▶ _THE EXERCISE_: Extract each line of the data below that contains the word "rock".

▶ _EXERCISE MATERIALS_:
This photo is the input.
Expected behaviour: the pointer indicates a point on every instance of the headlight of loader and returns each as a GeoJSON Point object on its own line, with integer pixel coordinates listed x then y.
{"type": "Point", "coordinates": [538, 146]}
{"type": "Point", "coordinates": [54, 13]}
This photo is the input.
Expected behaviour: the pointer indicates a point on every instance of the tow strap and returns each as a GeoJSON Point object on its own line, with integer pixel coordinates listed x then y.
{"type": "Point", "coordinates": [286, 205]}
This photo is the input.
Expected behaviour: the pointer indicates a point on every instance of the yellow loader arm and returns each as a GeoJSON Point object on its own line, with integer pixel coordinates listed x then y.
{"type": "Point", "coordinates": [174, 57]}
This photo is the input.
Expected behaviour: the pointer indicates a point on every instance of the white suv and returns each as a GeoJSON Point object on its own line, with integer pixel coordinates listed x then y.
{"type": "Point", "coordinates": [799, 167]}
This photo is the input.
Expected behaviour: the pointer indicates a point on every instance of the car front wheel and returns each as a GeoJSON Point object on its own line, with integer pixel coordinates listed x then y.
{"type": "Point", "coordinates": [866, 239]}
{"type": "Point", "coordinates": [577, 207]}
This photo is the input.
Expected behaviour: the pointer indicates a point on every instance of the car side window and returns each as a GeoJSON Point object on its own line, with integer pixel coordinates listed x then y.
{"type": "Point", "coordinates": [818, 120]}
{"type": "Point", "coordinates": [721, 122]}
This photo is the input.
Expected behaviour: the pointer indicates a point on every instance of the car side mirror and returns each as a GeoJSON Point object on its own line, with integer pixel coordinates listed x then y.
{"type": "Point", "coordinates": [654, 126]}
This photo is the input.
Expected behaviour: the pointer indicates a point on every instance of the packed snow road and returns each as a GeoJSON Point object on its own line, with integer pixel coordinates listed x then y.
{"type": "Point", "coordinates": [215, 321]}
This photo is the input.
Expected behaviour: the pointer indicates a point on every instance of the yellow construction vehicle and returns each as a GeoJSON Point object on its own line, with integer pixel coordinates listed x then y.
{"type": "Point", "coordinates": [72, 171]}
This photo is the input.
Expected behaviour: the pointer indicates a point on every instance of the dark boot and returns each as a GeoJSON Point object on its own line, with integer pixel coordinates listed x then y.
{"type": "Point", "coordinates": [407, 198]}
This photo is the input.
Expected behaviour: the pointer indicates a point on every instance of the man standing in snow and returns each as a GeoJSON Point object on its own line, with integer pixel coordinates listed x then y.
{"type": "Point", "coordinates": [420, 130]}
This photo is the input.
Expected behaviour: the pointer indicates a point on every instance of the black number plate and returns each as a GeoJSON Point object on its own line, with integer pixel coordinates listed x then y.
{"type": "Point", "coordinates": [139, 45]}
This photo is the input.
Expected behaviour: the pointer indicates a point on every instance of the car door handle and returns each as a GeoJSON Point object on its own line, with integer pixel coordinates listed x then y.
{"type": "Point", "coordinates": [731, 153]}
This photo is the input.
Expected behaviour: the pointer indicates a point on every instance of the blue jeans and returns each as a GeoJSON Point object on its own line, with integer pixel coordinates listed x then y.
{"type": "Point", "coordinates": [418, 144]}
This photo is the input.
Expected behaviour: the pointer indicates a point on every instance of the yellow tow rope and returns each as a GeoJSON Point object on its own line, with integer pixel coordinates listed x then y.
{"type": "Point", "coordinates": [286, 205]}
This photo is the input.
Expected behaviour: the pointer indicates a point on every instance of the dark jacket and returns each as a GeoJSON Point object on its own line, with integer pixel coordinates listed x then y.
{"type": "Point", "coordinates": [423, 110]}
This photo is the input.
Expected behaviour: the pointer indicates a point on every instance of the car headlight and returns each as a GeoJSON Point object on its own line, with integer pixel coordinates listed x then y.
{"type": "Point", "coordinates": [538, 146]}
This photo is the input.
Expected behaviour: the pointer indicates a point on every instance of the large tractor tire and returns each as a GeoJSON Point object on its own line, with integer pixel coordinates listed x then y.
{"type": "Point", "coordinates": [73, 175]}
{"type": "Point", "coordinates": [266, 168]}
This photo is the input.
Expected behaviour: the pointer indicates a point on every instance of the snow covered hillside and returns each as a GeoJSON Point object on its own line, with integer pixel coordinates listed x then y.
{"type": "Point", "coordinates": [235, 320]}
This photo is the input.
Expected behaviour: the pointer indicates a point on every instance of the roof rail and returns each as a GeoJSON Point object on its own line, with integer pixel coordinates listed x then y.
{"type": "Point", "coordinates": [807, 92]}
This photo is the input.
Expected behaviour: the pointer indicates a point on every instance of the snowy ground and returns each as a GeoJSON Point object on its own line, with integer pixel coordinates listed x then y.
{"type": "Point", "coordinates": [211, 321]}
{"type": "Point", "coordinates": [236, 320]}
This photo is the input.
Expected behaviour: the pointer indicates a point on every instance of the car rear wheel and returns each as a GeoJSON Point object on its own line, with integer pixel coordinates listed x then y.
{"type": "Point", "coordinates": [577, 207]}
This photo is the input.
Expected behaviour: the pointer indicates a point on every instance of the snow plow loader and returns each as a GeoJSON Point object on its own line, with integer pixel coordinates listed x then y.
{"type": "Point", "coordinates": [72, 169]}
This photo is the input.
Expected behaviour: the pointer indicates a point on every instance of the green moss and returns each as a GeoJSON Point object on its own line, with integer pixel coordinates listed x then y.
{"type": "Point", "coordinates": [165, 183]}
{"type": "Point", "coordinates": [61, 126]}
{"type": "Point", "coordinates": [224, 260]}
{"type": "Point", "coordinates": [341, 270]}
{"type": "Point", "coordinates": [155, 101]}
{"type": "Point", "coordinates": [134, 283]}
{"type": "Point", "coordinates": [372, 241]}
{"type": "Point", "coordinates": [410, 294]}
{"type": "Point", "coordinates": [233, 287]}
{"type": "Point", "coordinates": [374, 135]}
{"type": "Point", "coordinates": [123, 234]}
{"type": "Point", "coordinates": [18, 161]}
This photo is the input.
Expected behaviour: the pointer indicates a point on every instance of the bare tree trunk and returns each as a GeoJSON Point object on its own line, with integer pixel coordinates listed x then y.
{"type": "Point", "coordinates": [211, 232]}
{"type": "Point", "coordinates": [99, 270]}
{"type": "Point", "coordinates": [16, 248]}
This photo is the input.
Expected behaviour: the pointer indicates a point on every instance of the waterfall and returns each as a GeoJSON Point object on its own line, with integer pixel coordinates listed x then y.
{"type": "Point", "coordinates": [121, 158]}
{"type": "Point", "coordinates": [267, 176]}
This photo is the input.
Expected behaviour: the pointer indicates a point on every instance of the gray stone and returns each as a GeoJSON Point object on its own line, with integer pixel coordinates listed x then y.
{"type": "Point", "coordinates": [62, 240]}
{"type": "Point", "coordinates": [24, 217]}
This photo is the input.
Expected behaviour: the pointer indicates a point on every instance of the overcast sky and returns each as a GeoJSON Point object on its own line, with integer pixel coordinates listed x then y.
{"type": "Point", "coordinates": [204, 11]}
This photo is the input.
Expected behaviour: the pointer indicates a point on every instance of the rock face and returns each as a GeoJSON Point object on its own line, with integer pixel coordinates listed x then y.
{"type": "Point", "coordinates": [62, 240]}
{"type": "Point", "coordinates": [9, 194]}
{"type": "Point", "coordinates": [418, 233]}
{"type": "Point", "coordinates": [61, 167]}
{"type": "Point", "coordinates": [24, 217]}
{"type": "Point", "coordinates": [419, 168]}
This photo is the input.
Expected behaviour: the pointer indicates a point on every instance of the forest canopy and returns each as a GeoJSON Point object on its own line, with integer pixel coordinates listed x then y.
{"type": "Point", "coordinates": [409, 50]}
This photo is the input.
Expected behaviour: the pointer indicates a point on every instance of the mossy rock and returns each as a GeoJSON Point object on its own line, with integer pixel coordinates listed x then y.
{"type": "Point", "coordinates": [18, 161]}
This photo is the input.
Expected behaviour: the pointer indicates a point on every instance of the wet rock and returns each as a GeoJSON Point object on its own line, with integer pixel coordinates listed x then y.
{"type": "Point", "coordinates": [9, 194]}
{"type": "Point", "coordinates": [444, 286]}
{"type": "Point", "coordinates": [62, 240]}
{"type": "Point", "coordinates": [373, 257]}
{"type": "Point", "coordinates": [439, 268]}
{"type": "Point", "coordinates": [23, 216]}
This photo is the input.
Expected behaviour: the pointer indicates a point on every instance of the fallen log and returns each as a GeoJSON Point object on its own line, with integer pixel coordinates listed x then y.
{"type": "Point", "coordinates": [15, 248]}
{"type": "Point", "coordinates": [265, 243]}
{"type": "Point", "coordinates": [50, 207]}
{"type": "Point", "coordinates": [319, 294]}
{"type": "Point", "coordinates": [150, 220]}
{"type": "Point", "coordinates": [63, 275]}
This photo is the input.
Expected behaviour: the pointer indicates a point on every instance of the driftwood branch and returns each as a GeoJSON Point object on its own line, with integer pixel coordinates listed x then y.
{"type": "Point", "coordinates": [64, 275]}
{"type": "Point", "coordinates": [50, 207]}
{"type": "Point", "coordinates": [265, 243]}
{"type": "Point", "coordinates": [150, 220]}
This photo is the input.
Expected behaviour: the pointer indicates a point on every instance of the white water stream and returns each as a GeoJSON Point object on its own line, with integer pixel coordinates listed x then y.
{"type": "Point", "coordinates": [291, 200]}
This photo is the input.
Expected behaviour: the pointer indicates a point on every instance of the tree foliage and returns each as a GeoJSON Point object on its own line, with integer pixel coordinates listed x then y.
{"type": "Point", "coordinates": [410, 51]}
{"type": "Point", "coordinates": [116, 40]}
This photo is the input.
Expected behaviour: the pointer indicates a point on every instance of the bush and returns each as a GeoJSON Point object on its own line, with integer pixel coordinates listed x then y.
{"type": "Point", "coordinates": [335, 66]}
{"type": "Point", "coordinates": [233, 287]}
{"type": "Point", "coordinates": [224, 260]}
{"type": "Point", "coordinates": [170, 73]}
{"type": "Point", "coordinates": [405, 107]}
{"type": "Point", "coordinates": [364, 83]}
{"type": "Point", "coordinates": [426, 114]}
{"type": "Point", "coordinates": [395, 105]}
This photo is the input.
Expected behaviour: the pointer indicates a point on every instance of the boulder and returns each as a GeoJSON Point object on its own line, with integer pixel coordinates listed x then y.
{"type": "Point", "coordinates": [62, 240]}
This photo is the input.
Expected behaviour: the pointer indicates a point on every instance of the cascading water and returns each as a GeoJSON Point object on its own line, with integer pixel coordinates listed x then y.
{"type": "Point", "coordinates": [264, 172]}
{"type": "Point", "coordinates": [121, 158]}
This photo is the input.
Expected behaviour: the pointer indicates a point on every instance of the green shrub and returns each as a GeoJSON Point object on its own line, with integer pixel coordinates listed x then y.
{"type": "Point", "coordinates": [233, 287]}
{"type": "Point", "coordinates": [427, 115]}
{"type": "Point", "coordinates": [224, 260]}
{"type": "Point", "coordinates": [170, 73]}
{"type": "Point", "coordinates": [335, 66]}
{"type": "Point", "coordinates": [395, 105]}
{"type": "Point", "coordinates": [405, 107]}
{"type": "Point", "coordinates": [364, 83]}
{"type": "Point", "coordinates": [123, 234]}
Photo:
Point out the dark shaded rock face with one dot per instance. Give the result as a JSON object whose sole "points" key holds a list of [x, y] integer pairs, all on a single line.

▶ _ANSWER BELOW_:
Expected behaviour: the pointer indicates a point on every instance of the rock face and returns each as a GeoJSON Point object on its own line, with integer pixel coordinates listed x then y.
Expected behaviour: the pointer indicates a point on every instance of the mossy rock and returns each as a GeoJSON Point object on its own line, with integer pixel coordinates listed x then y.
Expected behaviour: the pointer indicates a point on every instance of the wet rock and returns each as a GeoJSON Point object on its own line, with integer pixel coordinates listed x then y.
Point out the dark shaded rock face with one dot per instance. Give the result as a JSON object whose sole "points" key holds a list of [x, y] integer pairs, all on a single line.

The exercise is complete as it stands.